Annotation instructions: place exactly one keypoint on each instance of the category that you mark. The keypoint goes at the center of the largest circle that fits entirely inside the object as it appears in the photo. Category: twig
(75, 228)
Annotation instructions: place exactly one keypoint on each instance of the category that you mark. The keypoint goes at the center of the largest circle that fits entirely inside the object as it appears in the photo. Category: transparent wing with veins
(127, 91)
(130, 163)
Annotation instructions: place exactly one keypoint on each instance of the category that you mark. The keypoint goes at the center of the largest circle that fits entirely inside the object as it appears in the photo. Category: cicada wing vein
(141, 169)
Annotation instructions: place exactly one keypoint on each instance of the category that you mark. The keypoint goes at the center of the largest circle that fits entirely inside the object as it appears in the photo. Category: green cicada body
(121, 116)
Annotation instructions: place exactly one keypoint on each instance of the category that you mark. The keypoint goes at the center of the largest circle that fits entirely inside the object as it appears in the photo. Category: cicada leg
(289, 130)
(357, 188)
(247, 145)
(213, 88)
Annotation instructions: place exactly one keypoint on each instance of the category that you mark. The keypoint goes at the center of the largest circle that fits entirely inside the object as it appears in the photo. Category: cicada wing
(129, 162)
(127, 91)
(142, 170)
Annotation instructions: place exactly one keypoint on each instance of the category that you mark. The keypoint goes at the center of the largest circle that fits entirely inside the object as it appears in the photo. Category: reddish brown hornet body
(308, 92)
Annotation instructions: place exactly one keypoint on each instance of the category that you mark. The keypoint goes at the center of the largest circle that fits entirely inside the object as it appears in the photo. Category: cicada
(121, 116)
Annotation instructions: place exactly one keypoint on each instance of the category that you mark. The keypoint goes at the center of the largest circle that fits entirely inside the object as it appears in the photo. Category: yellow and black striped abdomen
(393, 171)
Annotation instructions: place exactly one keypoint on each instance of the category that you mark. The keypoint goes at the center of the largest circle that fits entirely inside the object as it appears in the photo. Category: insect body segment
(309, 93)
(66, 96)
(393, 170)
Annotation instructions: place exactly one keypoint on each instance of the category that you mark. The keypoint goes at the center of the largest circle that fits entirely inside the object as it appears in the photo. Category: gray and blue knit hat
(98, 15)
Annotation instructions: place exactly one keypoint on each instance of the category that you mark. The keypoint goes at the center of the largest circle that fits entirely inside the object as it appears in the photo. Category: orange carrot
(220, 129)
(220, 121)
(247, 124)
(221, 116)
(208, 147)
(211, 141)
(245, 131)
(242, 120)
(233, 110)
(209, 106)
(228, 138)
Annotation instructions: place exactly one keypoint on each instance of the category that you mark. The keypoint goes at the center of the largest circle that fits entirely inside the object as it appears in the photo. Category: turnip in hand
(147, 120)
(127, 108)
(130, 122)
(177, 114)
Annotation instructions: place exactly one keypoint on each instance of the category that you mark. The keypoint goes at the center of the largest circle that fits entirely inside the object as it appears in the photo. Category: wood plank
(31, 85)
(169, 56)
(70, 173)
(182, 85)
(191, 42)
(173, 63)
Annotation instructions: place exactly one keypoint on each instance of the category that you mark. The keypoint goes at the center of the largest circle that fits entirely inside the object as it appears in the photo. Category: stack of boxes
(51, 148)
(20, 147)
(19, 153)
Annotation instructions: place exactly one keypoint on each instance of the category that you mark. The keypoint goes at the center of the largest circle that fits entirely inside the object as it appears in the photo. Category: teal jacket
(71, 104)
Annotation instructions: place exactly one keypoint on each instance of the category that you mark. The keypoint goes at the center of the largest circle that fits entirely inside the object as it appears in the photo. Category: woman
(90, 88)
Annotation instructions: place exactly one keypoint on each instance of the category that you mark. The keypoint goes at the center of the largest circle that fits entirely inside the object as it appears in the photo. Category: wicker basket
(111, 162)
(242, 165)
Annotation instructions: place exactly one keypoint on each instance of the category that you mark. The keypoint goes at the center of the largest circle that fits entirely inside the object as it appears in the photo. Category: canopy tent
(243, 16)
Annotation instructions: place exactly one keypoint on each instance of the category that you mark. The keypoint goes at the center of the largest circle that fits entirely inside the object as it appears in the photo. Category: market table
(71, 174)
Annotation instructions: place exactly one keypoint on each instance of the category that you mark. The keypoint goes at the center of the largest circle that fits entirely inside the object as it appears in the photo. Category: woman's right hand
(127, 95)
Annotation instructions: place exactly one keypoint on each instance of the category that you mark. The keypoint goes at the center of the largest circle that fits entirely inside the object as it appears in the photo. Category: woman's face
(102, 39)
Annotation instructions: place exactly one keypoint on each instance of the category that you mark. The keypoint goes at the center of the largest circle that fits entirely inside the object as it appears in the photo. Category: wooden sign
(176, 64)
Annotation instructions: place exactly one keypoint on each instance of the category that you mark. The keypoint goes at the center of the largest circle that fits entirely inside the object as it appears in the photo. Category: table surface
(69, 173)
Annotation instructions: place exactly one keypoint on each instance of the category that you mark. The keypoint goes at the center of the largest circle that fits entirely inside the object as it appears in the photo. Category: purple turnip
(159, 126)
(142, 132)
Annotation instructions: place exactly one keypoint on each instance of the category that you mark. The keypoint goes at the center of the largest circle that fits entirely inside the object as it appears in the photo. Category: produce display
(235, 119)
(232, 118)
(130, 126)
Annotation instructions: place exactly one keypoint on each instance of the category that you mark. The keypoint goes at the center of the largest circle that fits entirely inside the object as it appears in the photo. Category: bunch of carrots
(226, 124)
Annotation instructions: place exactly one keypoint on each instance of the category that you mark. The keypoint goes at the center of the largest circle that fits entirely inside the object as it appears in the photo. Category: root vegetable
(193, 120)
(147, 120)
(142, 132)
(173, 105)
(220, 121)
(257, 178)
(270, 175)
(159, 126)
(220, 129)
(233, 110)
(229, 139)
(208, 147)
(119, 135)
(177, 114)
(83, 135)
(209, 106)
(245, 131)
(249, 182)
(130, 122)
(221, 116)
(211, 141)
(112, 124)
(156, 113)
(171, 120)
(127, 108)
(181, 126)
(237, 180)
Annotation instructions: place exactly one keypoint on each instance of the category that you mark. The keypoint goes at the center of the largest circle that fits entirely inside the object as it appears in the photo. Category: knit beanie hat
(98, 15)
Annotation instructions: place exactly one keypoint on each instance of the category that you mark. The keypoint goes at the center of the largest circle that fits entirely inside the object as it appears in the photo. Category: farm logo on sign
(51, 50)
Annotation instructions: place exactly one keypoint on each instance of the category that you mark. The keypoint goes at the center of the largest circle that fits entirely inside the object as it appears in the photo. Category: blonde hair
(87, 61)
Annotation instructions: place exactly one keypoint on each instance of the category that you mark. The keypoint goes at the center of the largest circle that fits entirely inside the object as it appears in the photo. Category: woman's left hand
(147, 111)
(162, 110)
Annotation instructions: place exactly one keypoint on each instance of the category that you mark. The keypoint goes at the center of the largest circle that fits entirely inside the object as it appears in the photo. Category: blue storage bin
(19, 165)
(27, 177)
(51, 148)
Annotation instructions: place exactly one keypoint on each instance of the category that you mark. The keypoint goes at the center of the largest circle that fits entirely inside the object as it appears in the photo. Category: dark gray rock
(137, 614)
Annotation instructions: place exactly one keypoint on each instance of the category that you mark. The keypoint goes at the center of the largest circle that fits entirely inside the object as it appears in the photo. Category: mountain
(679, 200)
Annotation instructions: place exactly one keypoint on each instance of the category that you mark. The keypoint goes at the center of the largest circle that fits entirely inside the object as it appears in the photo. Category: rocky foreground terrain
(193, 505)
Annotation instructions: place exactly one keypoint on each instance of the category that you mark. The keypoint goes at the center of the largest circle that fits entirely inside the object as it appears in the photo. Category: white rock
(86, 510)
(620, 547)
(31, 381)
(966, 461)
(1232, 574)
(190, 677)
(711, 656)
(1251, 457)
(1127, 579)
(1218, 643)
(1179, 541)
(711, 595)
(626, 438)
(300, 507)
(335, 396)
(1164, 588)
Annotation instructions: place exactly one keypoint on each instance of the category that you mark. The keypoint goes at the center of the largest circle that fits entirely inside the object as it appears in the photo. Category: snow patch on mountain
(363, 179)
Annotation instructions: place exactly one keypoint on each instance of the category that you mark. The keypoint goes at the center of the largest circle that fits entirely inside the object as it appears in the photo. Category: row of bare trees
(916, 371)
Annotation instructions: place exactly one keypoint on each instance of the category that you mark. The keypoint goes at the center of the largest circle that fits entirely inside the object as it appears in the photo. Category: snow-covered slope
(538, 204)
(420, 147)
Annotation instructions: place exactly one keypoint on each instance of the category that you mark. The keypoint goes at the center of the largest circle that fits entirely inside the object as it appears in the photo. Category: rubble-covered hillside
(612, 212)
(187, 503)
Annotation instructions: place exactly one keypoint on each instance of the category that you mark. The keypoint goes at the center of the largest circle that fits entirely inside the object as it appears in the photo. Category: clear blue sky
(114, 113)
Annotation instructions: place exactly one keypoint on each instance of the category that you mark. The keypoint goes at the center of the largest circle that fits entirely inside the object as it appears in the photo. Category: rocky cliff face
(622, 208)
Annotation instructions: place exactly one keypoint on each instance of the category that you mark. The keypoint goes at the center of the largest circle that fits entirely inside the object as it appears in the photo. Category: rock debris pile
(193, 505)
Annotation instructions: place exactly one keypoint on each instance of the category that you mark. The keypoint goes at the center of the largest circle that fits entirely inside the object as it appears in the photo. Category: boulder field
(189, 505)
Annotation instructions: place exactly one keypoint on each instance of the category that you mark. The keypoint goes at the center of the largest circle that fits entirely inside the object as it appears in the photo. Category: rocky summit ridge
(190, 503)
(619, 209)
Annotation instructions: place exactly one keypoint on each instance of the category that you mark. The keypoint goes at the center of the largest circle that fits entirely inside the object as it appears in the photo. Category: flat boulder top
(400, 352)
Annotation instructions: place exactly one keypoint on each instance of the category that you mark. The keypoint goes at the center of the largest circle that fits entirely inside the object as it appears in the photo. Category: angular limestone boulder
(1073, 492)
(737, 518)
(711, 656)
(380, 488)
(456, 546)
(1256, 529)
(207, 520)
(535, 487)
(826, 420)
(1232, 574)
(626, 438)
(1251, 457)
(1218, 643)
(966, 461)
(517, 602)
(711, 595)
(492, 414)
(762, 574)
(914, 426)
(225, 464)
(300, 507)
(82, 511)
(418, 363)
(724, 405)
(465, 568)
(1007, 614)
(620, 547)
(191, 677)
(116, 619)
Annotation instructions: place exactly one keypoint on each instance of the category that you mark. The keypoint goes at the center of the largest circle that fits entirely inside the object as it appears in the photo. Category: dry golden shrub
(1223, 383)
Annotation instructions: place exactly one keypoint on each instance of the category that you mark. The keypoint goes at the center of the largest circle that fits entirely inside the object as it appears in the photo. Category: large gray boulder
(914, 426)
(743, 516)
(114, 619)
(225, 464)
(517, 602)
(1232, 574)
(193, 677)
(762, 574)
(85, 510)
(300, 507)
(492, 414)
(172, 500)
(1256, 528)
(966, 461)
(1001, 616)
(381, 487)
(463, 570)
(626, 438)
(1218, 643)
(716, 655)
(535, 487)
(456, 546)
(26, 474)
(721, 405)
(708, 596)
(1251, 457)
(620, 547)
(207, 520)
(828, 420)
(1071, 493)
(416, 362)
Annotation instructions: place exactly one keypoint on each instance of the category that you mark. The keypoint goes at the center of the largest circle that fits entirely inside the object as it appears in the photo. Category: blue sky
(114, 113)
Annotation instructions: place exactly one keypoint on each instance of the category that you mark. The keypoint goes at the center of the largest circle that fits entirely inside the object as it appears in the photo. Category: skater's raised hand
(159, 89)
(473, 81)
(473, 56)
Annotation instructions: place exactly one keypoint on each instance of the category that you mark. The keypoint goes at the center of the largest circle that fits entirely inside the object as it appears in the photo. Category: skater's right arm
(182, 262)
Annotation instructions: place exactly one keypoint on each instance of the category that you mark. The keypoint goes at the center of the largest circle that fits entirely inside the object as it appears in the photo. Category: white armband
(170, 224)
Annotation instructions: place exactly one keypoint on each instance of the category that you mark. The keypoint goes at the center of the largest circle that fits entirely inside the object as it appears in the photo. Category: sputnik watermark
-------
- GOAL
Copy the stretch from the line that contains "skater's right arm" through the end of the entries, swapping "white armband" for "red armband" and changing nothing else.

- EXPECTED ANSWER
Annotation instructions: place exactly one keypoint on each instance of the category that you mark. The keypoint goes at the center of the largest circle that fits entirely inside the object as it appears in the photo. Category: skater's right arm
(182, 262)
Annotation instructions: place exactly one keypoint on each instance of the category that you mark. The keypoint goes at the center of the largest circle that fits entirely inside the object as it appears in the photo. Category: red armband
(170, 224)
Annotation instructions: place exactly one keypoint on each instance of the category that you mark. The keypoint goes at the center of the largest circle that fits entirely inside the object as it appears in the photo. Category: sputnik watermark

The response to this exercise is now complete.